-- GOAL --
Write out the material again, replacing "bare tree" with "leafless tree" and changing nothing else. Leave out the pictures.

-- begin DATASET ROWS --

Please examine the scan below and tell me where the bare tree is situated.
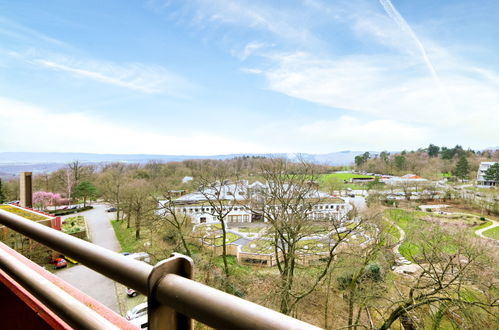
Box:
[252,159,359,314]
[198,163,241,278]
[98,163,127,220]
[379,227,499,329]
[156,188,192,256]
[123,179,157,240]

-- end DATASET ROWS --

-- RESPONSE BELOW --
Please examine the scan below and tell me where the leafless tree is situated.
Box:
[252,159,359,314]
[198,163,241,278]
[98,163,127,220]
[379,227,499,329]
[156,188,192,256]
[123,179,157,240]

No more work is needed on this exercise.